■ To-do list ■
- a) In the oil storage text, what is the national average price of gasoline?
- b) Reproduce the section of the oil storage text that opens with the words containing "Preparation for sanctions" and closes with "the current $50.".

■ Provided text ■
[Start]

It's a $elf-$erving report and a confirmation of the fal$e energy-environemnt "debate" in my paper -- which is now exposed as nothing but agenda-pushing for a carbon tax while the same old intere$ts benefit, some tax loot is stolen, and the world keeps getting colder.

Actually, we may yet need that oil.


Or not:

"United States running out of room to store oil; Are prices headed lower?" by Jonathan Fahey, Associated Press  March 04, 2015

NEW YORK — The US has so much crude that it is running out of places to put it, and that could drive oil and gasoline prices even lower in the coming months.

For the past eight weeks, the United States has been producing and importing an average of 1.1 million more barrels of oil every day than it is consuming. 


Preparation for sanctions after WWIII officially breaks out?

That extra crude is flowing into storage tanks, especially at the country’s main trading hub in Cushing, Oklahoma, pushing US supplies to their highest point in at least 80 years, according to the Energy Department.

If this keeps up, storage tanks could approach their operational limits, known in the industry as ‘‘tank tops,’’ by mid-April and send the price of crude — and probably gasoline, too — plummeting.

The supply growth may even be speeding up.


‘‘The fact of the matter is we are running out of storage capacity in the US,’’ Ed Morse, head of commodities research at Citibank, said at a recent symposium at the Council on Foreign Relations in New York.

Morse has suggested oil could fall all the way to $20 a barrel from the current $50. 

Maybe that is behind the recent flair ups in Yemen, Libya, Nigeria, and the like.

At that rock-bottom price, oil companies, faced with mounting losses, would stop pumping oil until the glut eased. Gasoline prices would fall along with crude, though lower refinery production, because of seasonal factors and unexpected outages, could prevent a sharp decline.

The national average price of gasoline is $2.44 a gallon. That’s $1.02 cheaper than last year at this time, but up 37 cents over the past month.

Yeah, what gives with the rising prices in the midst of plenty?

Other analysts agree that crude is poised to fall sharply — if not all the way to $20 — because it continues to flood into storage for a number of reasons:

— US oil production continues to rise. Companies are cutting back on new drilling, but that won’t reduce supplies until later this year.

— The new oil being produced is light, sweet crude, which is a type many US refineries are not designed to process. Oil companies can’t just get rid of it by sending it abroad, because crude exports are restricted by federal law.

— Foreign oil continues to flow into the US, both because of economic weakness in other countries and to feed refineries designed to process heavy, sour crude.

— This is the slowest time of year for gasoline demand, so refiners typically reduce or stop production to perform maintenance. As refiners process less crude, supplies build up.

[End]

■ Dataset content ■

[Start]

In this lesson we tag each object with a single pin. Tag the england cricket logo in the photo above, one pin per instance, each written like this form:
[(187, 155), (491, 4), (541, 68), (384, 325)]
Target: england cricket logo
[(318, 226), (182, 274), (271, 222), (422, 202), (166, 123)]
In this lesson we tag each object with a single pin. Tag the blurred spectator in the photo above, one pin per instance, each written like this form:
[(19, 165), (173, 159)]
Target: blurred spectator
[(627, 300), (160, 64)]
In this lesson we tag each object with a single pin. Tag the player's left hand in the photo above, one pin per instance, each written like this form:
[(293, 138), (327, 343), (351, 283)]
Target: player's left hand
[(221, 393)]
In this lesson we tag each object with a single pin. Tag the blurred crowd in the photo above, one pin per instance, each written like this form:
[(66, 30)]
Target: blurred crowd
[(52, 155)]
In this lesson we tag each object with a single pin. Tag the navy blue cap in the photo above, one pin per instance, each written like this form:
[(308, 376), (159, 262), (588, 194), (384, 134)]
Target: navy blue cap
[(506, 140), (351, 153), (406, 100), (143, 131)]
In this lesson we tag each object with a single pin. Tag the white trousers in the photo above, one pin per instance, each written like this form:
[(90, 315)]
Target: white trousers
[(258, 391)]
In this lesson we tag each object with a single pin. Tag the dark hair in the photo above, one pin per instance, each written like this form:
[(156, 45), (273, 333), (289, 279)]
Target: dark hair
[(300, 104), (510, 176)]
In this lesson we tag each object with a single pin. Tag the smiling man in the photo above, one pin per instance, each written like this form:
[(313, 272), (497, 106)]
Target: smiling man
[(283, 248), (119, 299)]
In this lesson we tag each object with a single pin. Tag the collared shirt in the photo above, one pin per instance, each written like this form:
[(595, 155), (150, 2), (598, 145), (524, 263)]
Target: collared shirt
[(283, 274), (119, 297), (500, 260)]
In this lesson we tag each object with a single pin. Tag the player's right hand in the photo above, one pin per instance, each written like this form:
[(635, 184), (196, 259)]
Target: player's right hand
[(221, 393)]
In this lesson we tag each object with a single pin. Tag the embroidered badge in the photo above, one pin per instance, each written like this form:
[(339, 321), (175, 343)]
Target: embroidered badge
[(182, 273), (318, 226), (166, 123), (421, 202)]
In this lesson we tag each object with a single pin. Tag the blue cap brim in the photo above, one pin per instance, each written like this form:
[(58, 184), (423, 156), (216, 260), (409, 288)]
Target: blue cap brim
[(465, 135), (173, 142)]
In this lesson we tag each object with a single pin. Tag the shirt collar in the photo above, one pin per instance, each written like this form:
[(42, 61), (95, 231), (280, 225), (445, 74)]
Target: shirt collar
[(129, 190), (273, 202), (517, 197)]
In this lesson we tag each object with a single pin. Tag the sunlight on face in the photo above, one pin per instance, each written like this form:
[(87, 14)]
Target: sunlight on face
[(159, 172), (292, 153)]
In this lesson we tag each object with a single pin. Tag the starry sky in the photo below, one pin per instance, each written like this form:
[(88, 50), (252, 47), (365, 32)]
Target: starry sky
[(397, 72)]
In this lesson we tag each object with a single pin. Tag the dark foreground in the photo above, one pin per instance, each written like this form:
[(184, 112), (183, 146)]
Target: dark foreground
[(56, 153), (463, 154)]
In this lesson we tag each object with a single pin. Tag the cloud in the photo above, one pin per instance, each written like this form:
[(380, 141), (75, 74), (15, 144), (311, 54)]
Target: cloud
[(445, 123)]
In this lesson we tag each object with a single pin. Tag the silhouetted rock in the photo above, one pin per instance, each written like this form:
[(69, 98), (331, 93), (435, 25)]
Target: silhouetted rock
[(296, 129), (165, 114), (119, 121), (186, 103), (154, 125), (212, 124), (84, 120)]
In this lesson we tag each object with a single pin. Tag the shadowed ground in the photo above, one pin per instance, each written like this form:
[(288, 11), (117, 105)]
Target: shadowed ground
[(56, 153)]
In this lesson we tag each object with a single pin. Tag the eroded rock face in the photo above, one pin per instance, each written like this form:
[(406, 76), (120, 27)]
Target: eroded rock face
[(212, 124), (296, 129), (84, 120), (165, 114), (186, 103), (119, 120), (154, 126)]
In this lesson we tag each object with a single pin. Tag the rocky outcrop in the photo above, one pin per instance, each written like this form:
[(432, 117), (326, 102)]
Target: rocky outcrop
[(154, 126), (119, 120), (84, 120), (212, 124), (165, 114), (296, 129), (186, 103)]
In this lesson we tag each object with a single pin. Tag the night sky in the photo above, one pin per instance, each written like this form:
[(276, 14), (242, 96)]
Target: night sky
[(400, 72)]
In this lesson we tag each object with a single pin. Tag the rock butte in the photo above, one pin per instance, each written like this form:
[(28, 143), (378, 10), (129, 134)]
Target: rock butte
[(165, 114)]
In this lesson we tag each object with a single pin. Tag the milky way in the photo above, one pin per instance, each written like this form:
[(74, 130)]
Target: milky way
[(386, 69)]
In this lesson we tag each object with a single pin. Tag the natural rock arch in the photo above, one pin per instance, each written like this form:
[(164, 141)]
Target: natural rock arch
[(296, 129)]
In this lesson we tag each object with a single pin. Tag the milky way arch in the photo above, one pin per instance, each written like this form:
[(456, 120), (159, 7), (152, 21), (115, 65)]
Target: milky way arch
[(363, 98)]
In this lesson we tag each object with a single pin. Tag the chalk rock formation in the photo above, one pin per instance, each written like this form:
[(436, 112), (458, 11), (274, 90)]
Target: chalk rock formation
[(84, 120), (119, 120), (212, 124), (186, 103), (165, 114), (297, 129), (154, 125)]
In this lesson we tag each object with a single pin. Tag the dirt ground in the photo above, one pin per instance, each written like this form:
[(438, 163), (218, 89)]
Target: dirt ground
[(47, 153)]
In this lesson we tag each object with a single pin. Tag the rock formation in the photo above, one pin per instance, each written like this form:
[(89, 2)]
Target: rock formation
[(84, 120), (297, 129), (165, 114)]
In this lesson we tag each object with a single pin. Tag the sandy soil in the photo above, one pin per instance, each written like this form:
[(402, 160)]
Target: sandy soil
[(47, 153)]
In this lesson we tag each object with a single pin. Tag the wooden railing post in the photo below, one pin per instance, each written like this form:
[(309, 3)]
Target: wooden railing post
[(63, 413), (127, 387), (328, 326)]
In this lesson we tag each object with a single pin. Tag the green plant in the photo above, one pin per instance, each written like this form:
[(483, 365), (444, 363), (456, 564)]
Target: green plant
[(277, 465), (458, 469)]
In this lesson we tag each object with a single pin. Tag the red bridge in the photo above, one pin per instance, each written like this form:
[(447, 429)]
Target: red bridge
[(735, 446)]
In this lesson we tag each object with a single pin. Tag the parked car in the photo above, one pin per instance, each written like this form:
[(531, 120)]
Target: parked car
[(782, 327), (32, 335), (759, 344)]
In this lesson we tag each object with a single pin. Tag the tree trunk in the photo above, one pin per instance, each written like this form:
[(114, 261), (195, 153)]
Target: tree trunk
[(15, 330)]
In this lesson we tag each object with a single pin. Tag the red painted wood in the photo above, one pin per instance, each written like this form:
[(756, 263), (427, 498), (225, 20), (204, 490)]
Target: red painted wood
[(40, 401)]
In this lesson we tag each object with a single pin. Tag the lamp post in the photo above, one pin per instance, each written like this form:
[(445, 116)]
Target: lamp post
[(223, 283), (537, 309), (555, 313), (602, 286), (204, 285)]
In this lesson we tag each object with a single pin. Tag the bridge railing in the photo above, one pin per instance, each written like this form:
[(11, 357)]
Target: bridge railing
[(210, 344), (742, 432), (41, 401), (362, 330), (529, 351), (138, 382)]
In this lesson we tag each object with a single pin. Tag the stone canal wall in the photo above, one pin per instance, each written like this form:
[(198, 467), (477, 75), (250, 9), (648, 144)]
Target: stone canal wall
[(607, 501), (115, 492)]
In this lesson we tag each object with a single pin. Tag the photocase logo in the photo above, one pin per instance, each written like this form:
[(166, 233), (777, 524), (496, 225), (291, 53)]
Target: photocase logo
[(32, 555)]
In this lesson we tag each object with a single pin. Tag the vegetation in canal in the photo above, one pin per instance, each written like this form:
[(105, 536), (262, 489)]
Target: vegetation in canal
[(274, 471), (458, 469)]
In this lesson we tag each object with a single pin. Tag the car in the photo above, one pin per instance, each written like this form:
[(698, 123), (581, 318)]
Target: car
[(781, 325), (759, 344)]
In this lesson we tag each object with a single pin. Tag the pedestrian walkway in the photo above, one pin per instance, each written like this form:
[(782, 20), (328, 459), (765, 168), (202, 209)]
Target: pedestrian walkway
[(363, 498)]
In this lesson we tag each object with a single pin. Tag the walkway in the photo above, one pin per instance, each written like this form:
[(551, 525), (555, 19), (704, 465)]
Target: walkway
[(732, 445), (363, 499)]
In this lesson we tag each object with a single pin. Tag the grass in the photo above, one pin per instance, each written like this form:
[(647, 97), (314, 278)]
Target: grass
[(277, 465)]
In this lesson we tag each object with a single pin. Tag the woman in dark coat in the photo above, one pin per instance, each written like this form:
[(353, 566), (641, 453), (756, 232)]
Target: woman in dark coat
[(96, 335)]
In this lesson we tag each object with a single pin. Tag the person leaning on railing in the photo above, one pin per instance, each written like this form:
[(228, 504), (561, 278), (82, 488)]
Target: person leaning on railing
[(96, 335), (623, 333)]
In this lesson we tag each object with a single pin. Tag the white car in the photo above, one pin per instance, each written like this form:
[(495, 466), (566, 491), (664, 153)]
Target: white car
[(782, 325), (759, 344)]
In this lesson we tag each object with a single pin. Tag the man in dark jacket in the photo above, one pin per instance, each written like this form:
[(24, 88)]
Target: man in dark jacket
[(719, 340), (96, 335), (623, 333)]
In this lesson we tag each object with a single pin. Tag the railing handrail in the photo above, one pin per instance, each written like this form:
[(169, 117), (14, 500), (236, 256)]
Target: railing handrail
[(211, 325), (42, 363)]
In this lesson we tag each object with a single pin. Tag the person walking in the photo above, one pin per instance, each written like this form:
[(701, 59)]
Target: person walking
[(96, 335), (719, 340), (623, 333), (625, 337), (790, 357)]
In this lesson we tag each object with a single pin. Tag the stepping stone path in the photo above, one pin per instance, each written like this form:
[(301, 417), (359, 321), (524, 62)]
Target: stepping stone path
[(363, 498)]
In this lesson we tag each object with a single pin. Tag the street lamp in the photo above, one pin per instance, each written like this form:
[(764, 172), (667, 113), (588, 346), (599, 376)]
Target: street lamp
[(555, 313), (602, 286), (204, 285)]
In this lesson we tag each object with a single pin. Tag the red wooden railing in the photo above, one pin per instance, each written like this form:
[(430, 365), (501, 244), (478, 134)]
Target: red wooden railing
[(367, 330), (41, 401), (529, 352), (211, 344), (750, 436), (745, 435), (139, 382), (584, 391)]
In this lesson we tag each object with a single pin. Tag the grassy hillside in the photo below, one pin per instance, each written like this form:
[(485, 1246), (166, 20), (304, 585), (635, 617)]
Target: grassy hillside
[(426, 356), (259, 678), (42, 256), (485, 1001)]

[End]

■ Expected responses ■
- a) $2.44 a gallon.

- b)
Preparation for sanctions after WWIII officially breaks out?

That extra crude is flowing into storage tanks, especially at the country’s main trading hub in Cushing, Oklahoma, pushing US supplies to their highest point in at least 80 years, according to the Energy Department.

If this keeps up, storage tanks could approach their operational limits, known in the industry as ‘‘tank tops,’’ by mid-April and send the price of crude — and probably gasoline, too — plummeting.

The supply growth may even be speeding up.


‘‘The fact of the matter is we are running out of storage capacity in the US,’’ Ed Morse, head of commodities research at Citibank, said at a recent symposium at the Council on Foreign Relations in New York.

Morse has suggested oil could fall all the way to $20 a barrel from the current $50.